The dozen or so utilities that do file-only dedupe well and support btrfs
are faster at Joe Blogger's use case than all the block-oriented dedupers.
Most of them are not btrfs-specific tools, so it doesn't make sense to
integrate them into btrfs-progs.

Most of the existing dedupers aren't written in C.  The rest of
btrfs-progs is C, creating a code review and maintenance issue if they
are to be merged. 

The write-in candidate is "write a file-only deduper in C just so it can
be integrated with btrfs-progs."  That doesn't even exist, and it's still
better than some of the existing candidates for merging into btrfs-progs.

A deduper that is good at block-level dedupe is bad at file-level dedupe
and vice versa.  They view the filesystem stack from different sides,
and the hardest optimization one can do is the easiest for the other.
Pre-write (in-kernel) and post-write dedupers have significantly
different memory costs, which is another reason for having a diverse set
of dedupers:  if you copy the ZFS approach to dedupe, you need ZFS-sized
memory budgets to implement it; if you don't have ZFS-sized memory, you
need an alternative implementation.  These are significant barriers to
picking a single winner.

For now, at least until one of the dedupers can scale well over a superset
of the other dedupers' use cases, or the in-kernel deduper comes back from
the dead, it would be better to provide third-party dedupers that are
optimized for the subset of workloads that they can handle very well.

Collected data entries

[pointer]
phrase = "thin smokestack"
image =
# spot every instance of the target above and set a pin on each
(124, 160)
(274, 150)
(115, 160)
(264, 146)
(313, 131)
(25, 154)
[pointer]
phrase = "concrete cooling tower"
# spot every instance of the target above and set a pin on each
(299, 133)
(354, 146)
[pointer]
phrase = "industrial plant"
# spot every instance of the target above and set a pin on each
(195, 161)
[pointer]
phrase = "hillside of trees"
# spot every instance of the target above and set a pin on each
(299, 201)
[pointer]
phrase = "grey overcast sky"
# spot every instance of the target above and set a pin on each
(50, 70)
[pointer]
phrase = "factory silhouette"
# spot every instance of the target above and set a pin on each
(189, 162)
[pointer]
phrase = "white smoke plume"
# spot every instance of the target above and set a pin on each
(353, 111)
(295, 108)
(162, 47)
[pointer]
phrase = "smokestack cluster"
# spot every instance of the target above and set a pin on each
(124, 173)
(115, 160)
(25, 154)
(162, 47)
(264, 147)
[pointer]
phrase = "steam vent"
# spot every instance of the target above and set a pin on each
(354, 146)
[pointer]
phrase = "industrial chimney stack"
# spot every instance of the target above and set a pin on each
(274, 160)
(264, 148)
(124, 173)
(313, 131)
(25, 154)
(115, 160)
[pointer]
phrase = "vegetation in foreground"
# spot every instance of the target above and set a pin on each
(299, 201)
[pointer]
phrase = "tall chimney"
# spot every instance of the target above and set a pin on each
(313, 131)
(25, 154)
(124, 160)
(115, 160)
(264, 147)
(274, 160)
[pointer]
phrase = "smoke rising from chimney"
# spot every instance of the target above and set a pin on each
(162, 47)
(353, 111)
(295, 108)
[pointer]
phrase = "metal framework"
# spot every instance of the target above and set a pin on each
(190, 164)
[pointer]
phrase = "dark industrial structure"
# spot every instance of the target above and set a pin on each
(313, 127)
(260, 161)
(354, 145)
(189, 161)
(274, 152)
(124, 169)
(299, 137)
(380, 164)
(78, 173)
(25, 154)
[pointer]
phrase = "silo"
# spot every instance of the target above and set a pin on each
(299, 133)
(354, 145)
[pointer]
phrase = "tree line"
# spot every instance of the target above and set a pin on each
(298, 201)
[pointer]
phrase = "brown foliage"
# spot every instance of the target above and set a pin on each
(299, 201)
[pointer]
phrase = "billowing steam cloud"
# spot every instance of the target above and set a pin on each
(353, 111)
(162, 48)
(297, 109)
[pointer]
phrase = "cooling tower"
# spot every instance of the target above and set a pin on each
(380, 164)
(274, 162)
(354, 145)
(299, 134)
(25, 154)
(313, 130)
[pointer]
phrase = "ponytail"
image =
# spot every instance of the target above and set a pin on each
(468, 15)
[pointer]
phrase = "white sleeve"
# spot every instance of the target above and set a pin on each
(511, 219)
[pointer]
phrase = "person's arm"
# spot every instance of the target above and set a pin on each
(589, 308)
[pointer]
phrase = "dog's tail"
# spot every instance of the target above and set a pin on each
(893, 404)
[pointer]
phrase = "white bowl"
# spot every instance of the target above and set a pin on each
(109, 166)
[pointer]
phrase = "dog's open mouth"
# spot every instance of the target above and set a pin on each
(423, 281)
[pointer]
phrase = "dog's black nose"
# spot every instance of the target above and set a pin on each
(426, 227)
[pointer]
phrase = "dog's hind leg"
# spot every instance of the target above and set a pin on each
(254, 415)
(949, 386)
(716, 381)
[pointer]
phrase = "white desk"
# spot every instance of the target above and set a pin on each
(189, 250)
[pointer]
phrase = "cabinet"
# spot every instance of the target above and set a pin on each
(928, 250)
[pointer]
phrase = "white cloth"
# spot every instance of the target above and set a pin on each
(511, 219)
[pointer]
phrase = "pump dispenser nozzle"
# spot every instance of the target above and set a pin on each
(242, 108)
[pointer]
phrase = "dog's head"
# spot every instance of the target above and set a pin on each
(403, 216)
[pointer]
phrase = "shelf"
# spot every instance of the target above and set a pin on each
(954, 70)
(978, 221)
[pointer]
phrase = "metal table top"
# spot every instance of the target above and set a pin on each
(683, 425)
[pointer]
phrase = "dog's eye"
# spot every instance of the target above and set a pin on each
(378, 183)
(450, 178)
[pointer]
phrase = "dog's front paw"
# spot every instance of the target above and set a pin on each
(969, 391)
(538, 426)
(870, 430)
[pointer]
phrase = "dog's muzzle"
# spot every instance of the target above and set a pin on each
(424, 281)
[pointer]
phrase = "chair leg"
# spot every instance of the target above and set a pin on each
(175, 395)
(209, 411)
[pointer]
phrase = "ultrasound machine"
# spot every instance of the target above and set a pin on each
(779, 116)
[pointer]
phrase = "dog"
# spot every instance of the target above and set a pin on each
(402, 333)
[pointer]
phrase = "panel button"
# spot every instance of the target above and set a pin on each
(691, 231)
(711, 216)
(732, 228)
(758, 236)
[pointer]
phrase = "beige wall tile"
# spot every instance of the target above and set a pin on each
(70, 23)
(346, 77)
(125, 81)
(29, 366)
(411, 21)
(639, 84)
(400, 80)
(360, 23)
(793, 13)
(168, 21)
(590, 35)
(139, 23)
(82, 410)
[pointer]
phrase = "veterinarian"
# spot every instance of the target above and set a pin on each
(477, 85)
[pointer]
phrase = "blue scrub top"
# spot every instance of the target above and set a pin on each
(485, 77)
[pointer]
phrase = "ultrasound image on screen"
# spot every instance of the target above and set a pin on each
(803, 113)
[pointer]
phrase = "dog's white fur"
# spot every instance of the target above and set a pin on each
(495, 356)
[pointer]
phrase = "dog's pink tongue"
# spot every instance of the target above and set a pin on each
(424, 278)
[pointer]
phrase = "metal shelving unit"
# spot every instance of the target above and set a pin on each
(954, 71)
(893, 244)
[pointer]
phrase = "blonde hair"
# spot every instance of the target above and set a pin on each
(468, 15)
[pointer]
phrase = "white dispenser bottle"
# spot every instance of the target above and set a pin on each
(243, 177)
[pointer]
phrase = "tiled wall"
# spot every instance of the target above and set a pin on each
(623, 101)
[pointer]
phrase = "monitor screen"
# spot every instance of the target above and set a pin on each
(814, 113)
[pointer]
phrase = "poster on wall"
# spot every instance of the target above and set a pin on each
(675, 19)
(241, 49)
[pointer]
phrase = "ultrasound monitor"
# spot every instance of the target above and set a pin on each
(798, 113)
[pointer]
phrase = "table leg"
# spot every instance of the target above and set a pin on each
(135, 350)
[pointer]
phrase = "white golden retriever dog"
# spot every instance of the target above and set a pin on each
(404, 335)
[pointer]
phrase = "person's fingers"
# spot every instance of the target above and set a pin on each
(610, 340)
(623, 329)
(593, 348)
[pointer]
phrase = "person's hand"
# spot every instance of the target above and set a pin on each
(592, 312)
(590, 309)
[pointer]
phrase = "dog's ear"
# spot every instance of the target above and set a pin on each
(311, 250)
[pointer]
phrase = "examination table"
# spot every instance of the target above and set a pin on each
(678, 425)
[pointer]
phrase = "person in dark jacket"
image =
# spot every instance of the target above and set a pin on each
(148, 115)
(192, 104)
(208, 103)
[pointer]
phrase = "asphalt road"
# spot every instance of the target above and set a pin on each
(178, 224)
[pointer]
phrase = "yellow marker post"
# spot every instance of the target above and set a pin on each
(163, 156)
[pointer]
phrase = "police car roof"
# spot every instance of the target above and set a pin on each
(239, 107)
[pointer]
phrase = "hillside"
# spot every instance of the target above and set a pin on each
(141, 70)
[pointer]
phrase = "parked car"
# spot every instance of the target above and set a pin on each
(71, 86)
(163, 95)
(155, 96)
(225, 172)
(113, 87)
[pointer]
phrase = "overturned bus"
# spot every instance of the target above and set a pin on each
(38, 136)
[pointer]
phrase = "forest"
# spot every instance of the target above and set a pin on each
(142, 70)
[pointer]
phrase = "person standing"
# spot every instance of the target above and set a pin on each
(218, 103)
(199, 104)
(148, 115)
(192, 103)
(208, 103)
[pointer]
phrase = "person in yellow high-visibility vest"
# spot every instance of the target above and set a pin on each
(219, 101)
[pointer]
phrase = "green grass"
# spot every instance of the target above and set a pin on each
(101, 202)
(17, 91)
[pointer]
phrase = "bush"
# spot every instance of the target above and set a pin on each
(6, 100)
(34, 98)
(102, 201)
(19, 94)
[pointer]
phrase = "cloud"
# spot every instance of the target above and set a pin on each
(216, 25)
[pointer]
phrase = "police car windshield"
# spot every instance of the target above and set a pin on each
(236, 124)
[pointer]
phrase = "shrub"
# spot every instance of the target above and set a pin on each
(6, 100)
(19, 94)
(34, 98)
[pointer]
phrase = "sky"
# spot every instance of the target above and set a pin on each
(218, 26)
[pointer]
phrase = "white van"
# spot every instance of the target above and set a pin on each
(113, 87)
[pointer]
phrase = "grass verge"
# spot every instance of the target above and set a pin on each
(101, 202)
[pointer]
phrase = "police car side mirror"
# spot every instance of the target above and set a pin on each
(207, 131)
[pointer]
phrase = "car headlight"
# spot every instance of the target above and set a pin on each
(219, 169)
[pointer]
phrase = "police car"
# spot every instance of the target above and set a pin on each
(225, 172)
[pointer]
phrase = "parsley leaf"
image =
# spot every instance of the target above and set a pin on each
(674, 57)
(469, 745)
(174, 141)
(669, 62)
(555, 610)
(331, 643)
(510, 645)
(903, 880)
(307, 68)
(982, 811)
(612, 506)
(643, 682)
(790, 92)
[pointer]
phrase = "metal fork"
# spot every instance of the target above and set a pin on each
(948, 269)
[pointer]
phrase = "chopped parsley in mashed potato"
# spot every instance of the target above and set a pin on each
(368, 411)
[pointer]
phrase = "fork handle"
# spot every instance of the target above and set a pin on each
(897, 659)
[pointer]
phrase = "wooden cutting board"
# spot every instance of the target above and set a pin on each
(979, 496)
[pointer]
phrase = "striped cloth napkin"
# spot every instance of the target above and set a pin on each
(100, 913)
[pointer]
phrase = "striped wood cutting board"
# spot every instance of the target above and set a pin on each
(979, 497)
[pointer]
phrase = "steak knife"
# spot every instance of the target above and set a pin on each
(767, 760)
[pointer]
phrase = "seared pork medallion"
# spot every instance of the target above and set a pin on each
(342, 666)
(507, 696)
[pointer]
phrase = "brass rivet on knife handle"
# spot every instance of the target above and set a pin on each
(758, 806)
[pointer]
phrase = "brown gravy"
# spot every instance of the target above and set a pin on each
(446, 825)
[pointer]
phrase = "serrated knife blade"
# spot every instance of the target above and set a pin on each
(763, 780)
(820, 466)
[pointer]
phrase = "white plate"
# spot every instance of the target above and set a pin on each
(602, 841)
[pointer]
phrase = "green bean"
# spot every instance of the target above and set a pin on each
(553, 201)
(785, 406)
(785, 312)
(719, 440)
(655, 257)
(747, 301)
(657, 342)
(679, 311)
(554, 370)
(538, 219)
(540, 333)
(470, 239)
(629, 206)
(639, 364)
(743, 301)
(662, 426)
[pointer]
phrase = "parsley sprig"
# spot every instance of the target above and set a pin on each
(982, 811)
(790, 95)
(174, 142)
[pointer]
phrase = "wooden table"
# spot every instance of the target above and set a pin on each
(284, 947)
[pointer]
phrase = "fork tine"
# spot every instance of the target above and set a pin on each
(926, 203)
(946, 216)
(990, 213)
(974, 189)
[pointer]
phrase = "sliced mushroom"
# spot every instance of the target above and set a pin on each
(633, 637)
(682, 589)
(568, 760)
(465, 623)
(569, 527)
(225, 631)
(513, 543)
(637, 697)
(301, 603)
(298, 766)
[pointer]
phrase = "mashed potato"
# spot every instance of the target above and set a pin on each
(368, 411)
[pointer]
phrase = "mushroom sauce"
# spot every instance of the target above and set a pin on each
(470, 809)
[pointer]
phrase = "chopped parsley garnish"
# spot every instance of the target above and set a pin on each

- [WORK INSTRUCTION 1]
In the btrfs dedupe passage, rewrite the paragraph beginning "A deduper that is good at block-level dedupe" as a short list that keeps its main facts.
- [WORK INSTRUCTION 2]
Decide whether each statement agrees with the btrfs dedupe passage, and give yes or no with the deciding words quoted from it.
(a) Most of the existing dedupers are written in C.
(b) Pre-write and post-write dedupers have significantly different memory costs.
(c) A file-only deduper written in C for integration with btrfs-progs already exists.
- [WORK INSTRUCTION 3]
Pick up the btrfs dedupe passage after its last sentence and continue it.

- [RESPONSE AREA 1]
- A deduper that does block-level dedupe well does file-level dedupe badly, and the reverse.
- The two kinds see the filesystem stack from opposite sides, so the hardest optimization for one is the easiest for the other.
- Pre-write (in-kernel) and post-write dedupers differ greatly in memory cost.
- Copying the ZFS approach requires ZFS-sized memory budgets; without that memory, another implementation is needed.
- These differences make it hard to pick a single winner.

- [RESPONSE AREA 2]
(a) No: "Most of the existing dedupers aren't written in C."
(b) Yes: "Pre-write (in-kernel) and post-write dedupers have significantly different memory costs"
(c) No: "That doesn't even exist"

- [RESPONSE AREA 3]
Otherwise, whichever single deduper you pick, it will suck for some users,
or we pick multiple dedupe engines and need have a zillion options after
'btrfs fi dedupe' to help it pick which engine to use (this has already
happened to some extent in duperemove).

At the current rate of development, the XFS people might leapfrog us
on dedupe, and "official btrfs dedupe" could end up being xfs_fsr.

> Thanks David Sterba for removing the items and updating the wiki!
> 
> On 19/6/20 6:43 am, Zygo Blaxell wrote:
> > The point about lack of maintenance with changing Rust dependencies is
> > fair, but "data loss" is a strong and unsupported statement.  Can you
> > explain how data loss could occur in even a badly (assume not maliciously)
> > broken version of btrfs-dedupe?
> > 
> > As far as I can tell, the btrfs-dedupe code uses only non-data-mutating
> > btrfs kernel interfaces for manipulating extents (fiemap, defrag,
> > and file_extent_same/deduperange).  None of these should cause data
> > loss (excluding kernel bugs).
> > 
> > btrfs-dedupe can be trivially tricked into opening files that it did
> > not intend to (it has no protection against symlink injection and other
> > TOCCTOU attacks), but it doesn't seem to be able to alter the content
> > of files once it opens them.
> > 
> > File descriptors pointing to user files are opened O_RDWR, but they are
> > kept in the scope of the dedupe function and their life-cycle is properly
> > managed in Rust, so btrfs-dedupe won't mutate files by writing to the
> > wrong fd (e.g. accidentally close stderr and reopen it to a user file)
> > unless someone adds some seriously buggy code (see "assume not malicious"
> > above).
> > 
> > The unsafe C ioctl interfaces are unlikely to change in data-losing ways,
> > or they'll break all existing userspace tools that use them.  They are
> > also well encapsulated in the rust-btrfs module.
> > 
> > The errors reported on github seem to be problems with incompatible
> > changes in the runtime libraries btrfs-dedupe depends on, and also some
> > reports of what look like pre-existing bugs in the fiemap code that are
> > blamed on new kernel versions without evidence.  Data-losing breaking
> > changes in any of the ioctls btrfs-dedupe uses are extremely unlikely.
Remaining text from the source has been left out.